● Texte fourni:
_ _ _
Comme dirigeants syndicaux, nous visons à garantir l’égalité des salaires et des opportunités sur la base des qualifications et des compétences plutôt que de l’identité de genre.
Récemment, les travailleurs ont été confrontés à un défi de taille : l’introduction d’un droit de douane de 35 % sur les exportations de vêtements bangladais vers le marché américain. Le tarif douanier de 35 % imposé par les États-Unis est un coup terrible. Ce n’est pas seulement une guerre commerciale, c’est une guerre contre nos travailleuses. En raison de cette taxe, nos produits sont désormais plus chers que ceux des pays concurrents, ce qui incite de nombreux acheteurs à se tourner vers d’autres marchés. En conséquence, les exportations sont en baisse et les usines sont confrontées à une perte de commandes. Les répercussions directes de cette situation sont ressenties par nos travailleurs ; beaucoup perdent leur emploi, tandis que d’autres ne reçoivent pas leur salaire en temps voulu.
Comme dirigeant syndical, je soutiens que cette guerre tarifaire n’est et une question commerciale, mais également une crise humaine et sociale. (...)
Lorsque les travailleurs descendent dans la rue pour faire entendre leurs revendications, ils sont souvent qualifiés de collaborateurs des « fascistes ». Je n’ai jamais été affilié à aucun parti politique et notre fédération a toujours fonctionné de manière indépendante pour défendre les droits des travailleurs. Cependant, depuis que le gouvernement actuel a pris le pouvoir, certaines fédérations qui se disent alignées sur lui ont lancé des attaques contre nous, nous qualifiant de « collaborateurs fascistes ». Pendant cette période, le ministère du Travail a créé plusieurs comités comprenant certains dirigeants syndicaux, mais nous en avons été exclus, malgré des années de combat, partout où les ouvriers nous appellent. Notre contribution à ce secteur n’est en rien inférieure à celle des autres.
_ _ _
Données sources
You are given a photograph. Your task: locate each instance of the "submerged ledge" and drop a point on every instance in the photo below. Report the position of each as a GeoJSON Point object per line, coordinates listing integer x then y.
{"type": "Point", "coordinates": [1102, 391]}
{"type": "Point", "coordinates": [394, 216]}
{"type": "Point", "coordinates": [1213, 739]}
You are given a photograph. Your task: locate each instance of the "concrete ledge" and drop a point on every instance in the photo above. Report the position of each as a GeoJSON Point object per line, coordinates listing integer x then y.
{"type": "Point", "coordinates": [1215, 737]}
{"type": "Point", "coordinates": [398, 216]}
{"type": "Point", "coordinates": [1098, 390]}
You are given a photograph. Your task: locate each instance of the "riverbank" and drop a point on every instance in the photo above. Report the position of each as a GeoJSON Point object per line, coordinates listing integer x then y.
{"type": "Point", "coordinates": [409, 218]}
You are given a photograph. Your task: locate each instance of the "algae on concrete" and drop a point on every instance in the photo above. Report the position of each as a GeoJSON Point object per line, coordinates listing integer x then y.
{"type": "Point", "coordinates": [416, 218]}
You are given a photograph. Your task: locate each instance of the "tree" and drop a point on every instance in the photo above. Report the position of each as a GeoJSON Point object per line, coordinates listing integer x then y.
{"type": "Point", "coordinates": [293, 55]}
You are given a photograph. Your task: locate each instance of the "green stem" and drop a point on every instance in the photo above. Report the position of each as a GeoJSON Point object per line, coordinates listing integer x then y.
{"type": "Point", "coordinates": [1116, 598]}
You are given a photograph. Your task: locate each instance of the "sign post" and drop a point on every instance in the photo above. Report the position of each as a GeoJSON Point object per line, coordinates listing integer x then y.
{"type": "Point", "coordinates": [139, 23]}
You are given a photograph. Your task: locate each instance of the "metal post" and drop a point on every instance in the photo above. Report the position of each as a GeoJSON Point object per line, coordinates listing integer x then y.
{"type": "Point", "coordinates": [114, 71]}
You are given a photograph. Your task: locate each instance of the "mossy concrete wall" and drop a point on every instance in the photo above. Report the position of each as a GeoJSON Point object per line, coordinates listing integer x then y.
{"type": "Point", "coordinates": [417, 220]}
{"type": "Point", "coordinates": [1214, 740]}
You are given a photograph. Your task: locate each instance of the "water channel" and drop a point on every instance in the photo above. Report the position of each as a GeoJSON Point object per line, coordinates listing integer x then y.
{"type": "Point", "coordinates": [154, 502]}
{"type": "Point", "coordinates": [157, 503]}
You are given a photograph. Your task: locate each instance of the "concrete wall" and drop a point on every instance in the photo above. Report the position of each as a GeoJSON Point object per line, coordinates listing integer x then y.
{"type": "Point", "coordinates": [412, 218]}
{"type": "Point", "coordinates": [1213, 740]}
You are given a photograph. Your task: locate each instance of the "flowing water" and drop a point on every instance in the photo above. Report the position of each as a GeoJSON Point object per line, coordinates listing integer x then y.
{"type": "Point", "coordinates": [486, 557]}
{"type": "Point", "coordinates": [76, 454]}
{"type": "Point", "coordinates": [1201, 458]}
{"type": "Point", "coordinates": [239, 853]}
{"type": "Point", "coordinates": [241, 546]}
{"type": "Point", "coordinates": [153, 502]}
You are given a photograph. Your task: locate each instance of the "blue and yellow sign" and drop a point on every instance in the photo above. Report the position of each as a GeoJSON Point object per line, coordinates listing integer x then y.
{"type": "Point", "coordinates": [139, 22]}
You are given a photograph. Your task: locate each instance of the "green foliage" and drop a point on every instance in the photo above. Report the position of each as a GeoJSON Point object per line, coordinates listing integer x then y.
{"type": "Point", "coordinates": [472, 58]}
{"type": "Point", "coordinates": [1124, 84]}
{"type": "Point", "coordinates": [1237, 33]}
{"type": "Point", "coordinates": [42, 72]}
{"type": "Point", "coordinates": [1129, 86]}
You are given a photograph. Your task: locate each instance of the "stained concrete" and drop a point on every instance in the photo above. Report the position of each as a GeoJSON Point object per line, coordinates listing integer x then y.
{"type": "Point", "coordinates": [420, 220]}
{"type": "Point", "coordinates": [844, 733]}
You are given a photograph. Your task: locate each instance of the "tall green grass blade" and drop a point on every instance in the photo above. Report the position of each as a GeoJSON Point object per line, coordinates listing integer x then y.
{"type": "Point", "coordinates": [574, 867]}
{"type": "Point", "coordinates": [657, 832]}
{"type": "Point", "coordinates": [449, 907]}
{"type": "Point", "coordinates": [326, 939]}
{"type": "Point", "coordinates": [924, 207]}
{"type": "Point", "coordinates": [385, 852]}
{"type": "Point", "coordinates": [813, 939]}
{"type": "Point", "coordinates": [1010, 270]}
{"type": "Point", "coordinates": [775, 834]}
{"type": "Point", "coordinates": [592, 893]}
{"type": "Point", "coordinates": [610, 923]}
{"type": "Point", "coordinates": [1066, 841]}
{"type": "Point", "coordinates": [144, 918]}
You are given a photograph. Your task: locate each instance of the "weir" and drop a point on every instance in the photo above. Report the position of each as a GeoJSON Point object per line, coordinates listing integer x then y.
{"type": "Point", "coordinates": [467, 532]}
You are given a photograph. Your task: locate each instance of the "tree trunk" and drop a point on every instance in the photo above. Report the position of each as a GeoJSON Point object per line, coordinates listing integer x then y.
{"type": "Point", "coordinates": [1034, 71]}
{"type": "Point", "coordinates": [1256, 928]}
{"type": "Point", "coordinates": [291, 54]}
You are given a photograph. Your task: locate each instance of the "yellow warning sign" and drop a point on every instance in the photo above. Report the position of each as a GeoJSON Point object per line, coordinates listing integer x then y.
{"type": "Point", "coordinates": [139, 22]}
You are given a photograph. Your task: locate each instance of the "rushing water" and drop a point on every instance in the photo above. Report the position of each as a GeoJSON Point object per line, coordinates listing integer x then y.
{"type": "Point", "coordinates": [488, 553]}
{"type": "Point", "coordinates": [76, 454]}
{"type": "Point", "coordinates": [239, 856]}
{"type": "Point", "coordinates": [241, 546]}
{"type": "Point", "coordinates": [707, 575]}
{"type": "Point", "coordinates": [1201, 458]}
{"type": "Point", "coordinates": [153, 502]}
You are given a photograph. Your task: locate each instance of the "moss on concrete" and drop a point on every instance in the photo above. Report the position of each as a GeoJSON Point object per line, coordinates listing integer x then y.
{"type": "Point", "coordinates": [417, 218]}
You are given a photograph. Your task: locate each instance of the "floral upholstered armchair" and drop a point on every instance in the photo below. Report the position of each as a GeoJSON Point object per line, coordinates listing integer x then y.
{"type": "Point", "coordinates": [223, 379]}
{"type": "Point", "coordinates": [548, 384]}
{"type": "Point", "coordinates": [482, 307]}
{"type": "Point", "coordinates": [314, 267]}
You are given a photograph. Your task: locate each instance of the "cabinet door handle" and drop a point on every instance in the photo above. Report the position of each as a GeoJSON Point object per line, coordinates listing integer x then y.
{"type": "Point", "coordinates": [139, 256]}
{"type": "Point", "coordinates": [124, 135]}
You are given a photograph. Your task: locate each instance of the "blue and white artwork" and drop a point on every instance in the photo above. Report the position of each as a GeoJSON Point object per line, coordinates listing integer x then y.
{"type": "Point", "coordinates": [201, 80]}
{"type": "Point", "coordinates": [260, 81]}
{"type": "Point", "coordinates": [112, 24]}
_ _ _
● Questions de compréhension:
1. Réécrivez le passage du texte commençant par « Récemment, les travailleurs » et allant jusqu'à « en temps voulu. », en remplaçant « acheteurs » par « clients ».
2. Relevez toutes les conséquences du droit de douane de 35 % que mentionne le texte.
Ces données n'interviennent en rien dans ce travail.

● Réponses rédigées:
1.
Récemment, les travailleurs ont été confrontés à un défi de taille : l’introduction d’un droit de douane de 35 % sur les exportations de vêtements bangladais vers le marché américain. Le tarif douanier de 35 % imposé par les États-Unis est un coup terrible. Ce n’est pas seulement une guerre commerciale, c’est une guerre contre nos travailleuses. En raison de cette taxe, nos produits sont désormais plus chers que ceux des pays concurrents, ce qui incite de nombreux clients à se tourner vers d’autres marchés. En conséquence, les exportations sont en baisse et les usines sont confrontées à une perte de commandes. Les répercussions directes de cette situation sont ressenties par nos travailleurs ; beaucoup perdent leur emploi, tandis que d’autres ne reçoivent pas leur salaire en temps voulu.

2.
- Les produits bangladais sont désormais plus chers que ceux des pays concurrents.
- De nombreux acheteurs se tournent vers d'autres marchés.
- Les exportations sont en baisse.
- Les usines sont confrontées à une perte de commandes.
- Beaucoup de travailleurs perdent leur emploi.
- D'autres travailleurs ne reçoivent pas leur salaire en temps voulu.